▶ _Object point labels_:

START

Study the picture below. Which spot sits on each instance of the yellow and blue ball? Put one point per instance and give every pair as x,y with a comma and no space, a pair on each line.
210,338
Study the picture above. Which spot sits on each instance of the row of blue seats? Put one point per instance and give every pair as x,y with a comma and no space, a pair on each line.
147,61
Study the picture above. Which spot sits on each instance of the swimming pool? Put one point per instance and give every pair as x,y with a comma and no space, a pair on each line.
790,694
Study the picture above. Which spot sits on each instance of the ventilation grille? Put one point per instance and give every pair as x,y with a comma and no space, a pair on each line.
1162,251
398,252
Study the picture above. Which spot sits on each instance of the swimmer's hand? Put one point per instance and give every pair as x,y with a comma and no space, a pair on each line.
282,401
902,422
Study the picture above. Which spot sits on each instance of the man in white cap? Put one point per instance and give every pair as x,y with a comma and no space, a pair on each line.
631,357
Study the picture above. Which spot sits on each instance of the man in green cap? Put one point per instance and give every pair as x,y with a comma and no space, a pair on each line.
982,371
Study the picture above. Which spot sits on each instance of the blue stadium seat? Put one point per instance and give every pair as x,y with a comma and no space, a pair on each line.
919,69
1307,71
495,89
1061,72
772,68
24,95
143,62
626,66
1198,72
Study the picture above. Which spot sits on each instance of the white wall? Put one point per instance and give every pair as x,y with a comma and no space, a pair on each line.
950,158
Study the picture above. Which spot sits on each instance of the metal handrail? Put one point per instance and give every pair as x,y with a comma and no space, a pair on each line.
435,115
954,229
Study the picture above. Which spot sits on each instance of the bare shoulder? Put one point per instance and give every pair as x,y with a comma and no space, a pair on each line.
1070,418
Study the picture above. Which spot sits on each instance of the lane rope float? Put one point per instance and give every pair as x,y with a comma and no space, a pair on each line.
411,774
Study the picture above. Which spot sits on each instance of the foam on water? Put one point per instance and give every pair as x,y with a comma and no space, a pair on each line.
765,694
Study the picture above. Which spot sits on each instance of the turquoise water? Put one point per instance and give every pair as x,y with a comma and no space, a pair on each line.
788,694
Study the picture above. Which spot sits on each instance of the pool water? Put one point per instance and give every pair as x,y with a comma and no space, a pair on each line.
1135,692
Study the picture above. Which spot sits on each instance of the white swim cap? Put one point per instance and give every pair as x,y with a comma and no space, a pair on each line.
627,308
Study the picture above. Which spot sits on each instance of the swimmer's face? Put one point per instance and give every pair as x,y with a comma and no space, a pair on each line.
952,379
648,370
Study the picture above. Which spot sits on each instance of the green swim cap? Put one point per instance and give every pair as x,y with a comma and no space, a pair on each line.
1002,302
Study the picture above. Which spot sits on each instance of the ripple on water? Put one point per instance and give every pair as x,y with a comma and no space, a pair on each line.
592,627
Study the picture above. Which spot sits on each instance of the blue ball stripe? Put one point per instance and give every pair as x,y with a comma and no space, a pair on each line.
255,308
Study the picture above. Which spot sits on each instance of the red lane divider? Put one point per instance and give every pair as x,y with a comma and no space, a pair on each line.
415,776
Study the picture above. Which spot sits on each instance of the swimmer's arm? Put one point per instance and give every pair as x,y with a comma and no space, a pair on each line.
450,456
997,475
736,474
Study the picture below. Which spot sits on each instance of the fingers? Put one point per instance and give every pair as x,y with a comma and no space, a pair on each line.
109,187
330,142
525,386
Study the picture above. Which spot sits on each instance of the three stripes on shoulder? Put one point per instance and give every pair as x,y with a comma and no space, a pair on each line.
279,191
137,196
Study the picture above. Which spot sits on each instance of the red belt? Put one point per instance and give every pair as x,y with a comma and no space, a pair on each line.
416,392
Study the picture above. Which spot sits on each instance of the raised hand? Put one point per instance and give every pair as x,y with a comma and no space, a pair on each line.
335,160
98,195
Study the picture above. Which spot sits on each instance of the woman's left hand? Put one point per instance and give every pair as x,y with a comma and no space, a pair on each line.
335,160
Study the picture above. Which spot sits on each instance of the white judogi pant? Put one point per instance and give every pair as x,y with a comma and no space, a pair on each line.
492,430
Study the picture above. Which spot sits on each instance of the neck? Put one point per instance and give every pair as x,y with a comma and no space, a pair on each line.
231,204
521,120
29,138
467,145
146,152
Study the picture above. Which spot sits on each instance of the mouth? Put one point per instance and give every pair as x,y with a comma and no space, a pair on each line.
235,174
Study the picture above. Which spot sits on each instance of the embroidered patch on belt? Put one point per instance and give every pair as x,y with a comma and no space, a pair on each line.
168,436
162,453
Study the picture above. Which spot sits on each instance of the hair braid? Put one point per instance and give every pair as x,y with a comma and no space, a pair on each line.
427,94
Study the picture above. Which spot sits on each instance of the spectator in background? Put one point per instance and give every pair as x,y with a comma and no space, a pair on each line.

END

Output every record above exactly as it appears.

▶ _Exercise answer_:
Study the picture below. Which spot sits on each instance of the yellow and blue ball? Put one point per instance and give every pair as x,y with a comma and no space, a pair on each line.
210,338
Study the picture above. Which spot sits on each instance of the row of blue seats? Put one point per instance and give every pair as x,y with a comma and no space, a pair on each line.
147,61
Study the picture above. Which spot sits on each instance of the swimming pool? Put one point per instance and give every pair as x,y with a comma and no space, a pair on each line.
790,694
Study the picture above. Which spot sits on each instance of the ventilation grille? Put one point per instance and give every pair as x,y with a comma and no space, a pair on each line.
1162,251
398,252
Study the picture above. Which spot sits on each instance of the swimmer's hand? Put one point per instance and give every pair as x,y with a comma and no space, a pair on each line.
282,401
902,422
Study the picture above. Which spot sits on each instance of the man in white cap? Put one point per instance and give every pair as x,y with a comma and no space, a pair on each line.
631,357
Study the picture above. Which spot sits on each instance of the man in green cap? Put one point per instance and give every pair as x,y with a comma and no space, a pair on each line.
982,371
Study the picture above. Which spot sits on each instance of the blue stadium seat? Put one point per instance and give every pair as x,y with a comma and no space, a pair on each line.
919,69
1307,71
495,89
1061,72
772,68
24,95
143,62
626,66
1198,72
Study the picture above. Which spot sits on each instance of the white wall? Put one point per instance and give every pair as x,y with a comma and no space, a pair on each line.
950,158
Study the picture above. Which spot sits on each instance of the metal handrail? Put one point per instance and give every pair as x,y with a comma and no space, a pair on each line.
435,115
954,229
Study the picture above. Which spot sits on each instance of the bare shoulder? Put one point per instance and give every pair as x,y with a comma and no space, a pair on each line.
1070,418
Study the picture above. Which spot sits on each instance of the lane rope float? Put one point per instance and give every pair as x,y with a comma and no space, a pair on each line.
411,774
Study the picture above. Which spot sits on each instance of the foam on water? Put one point per instance and give every pair as x,y with a comma and no space, a pair on each line.
765,694
Study the picture above. Which spot sits on each instance of the turquoise water? Put one point per instance and give every pair as x,y with a comma and no space, a pair on each line.
788,694
Study the picture above. Which spot sits on each instance of the pool water? Put one point per instance and give every pair as x,y with a comma and no space, a pair on each line.
1135,692
Study the picture above. Which spot sits on each instance of the white swim cap? Put one point per instance and give every pair as x,y with a comma and no space, a pair on each line.
627,308
Study the picture above. Which spot sits on each instance of the swimmer's face? Put one point per instance and give every pair as x,y with a comma and no space, a pair on each line.
952,379
648,370
Study the picture above. Which spot sits on each instance of the green swim cap? Put one point per instance and give every pair as x,y with a comma and no space, a pair on each line.
1002,302
Study the picture above. Which spot sits on each instance of the ripple on water? Put one point per instance and give every pair as x,y with a comma and no space, a pair on each line.
592,627
Study the picture above. Which spot sits on each instance of the blue ball stripe? Put one point per instance and give every pair as x,y with a comma and no space, a pair on each line.
255,308
Study the picture above. Which spot sits on each instance of the red lane divider? Put one point per instance and give every pair as x,y with a comma and no space, a pair on each line.
415,776
Study the picture above. Which spot sits on each instance of the swimmer's arm? Put one point per instance and give every pair as x,y with a comma and no space, a pair on each line.
450,456
997,475
736,474
Study the picture below. Which spot sits on each instance of the fingers? Put one point per instance and give every pair as x,y with a comma and no space, a pair on each line.
109,187
330,142
525,386
Study the picture above. Which spot sits on each instance of the three stripes on shoulder? Put one point per instance and give every pair as x,y with a comma and no space, a pair on each line.
279,191
137,196
Study the picture above. Which spot sits on each instance of the red belt? Put one point per instance and give every pair as x,y with a comma and no space, a pair on each line.
416,392
Study the picture above. Which spot sits on each instance of the raised hand? Put one point per instance and give every pair as x,y with a comma and no space, a pair on each line.
335,160
98,195
Study the picture above. Which spot sits on each instance of the woman's left hand? Put one point per instance and give every pair as x,y with a comma and no space, a pair on each line.
335,160
Study the picture above. Which spot sits on each instance of the white judogi pant? Put one point per instance and give every pair as x,y with a comma and no space, a pair on each line.
492,430
Study the picture above. Which spot sits on each instance of the neck? Put one point per instance and give every pair as x,y with a comma and no space, a pair on each line.
231,204
521,120
29,138
467,145
146,152
Study the picture above. Which spot sits on each instance of the mouth? Put one point per instance and give every pair as x,y with a comma and no space, a pair on each line.
235,174
Study the picture above. Which spot sits on each instance of the embroidered patch on belt? Put one point per instance and give every pair as x,y with a comma and no space, a pair on each line.
168,436
162,453
Study the picture above. Which spot sits on each instance of the hair braid? Put one point per instance and give every pair as x,y with a comma and no space, a pair on each line.
427,94
Study the picture above. Which spot sits on each instance of the spectator in background? Put one point per instance and give every pair as x,y with a comma and no space, a pair on each line.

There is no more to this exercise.